— start Text extract —

Which one is the ACFID member?


From the website address on each Register entry, it appears that the ACFID member is the third one.


GMP comment: “Correct”


Global Mission Partners’ is the name that Australian Churches of Christ Global Mission Partners Ltd (GMP) has recorded on the Register as an ‘Also known as’ name. (The name is a registered business name, along with a couple of others[4]. Note, however, that ‘GMP’ is not registered.)


So, what are the other two charities above?


GMP comment:

“Neither is a sub entity. Both Boards operate independently of the GMP Board – and cannot operate to the benefit of GMP. GMP cannot direct the boards to act to the benefit of GMP>”


Reviewer’s response:

Elsewhere in your response you say the opposite – that they are sub-entities. Whichever it is, GMP is the sole member of GMP Extend and GMP Assist, appoints the directors, and can pass a resolution.


Global Mission Partners Extend Ltd is a public benevolent institution established in June 2019 by GMP. It is a wholly owned subsidiary of GMP, its ‘entity for emergency responses in Australia’.

— end Text extract —

#### Set exercise
Carry on the text about the Global Mission Partners charities, picking up after its last sentence. These lines come from a separate source unrelated to the text.

— start Dataset content —

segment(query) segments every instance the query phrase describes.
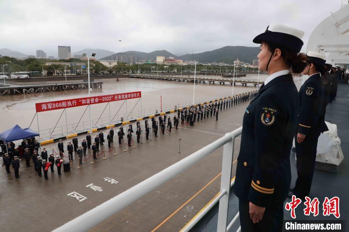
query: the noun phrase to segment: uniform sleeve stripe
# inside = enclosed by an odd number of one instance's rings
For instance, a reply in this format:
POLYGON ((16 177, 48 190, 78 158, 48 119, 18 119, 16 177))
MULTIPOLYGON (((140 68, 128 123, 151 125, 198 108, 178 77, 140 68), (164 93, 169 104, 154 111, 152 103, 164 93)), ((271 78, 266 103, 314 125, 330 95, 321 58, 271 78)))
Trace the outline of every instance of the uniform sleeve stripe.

— end Dataset content —

#### Expected answer
GMP comment:

“and overseas activities and also in support of Indigenous projects.”


Reviewer’s response:

Yes, this is consistent with the ‘Summary of activities’ on the ACNC Register, but not supported by the fact that you only have one entry under ‘Charity Programs: ‘Bushfire Appeal’.


It has no business names registered, so must trade under its full name.


GMP comment: “yes – of course”


Reviewer’s response:


We make this comment because there are many donors (and charities) that do not realise this.


It asks for donations separately to GMP[5].


GMP comment: “as it must”


Reviewer’s response:


No, there is nothing wrong with one charity collecting for another. It happens frequently.


The third charity, Global Mission Partners Assist Limited, is another public benevolent institution, established in late 2021. Although it is not mentioned on the GMP website (why is that?), information on the ACNC Register means that it is reasonable to conclude that it too is a wholly owned subsidiary of GMP. (Having registered it as a business name, it can trade under ‘GMP Assist’.)


GMP comment:


“See above – it is a means of peoples supporting the redress costs of an entity that we never operated and not implying a legal responsibility for the redress matters in the past.”


Reviewer’s response:


What, then, is the relationship between this and the liability for redress in another charity, GMP?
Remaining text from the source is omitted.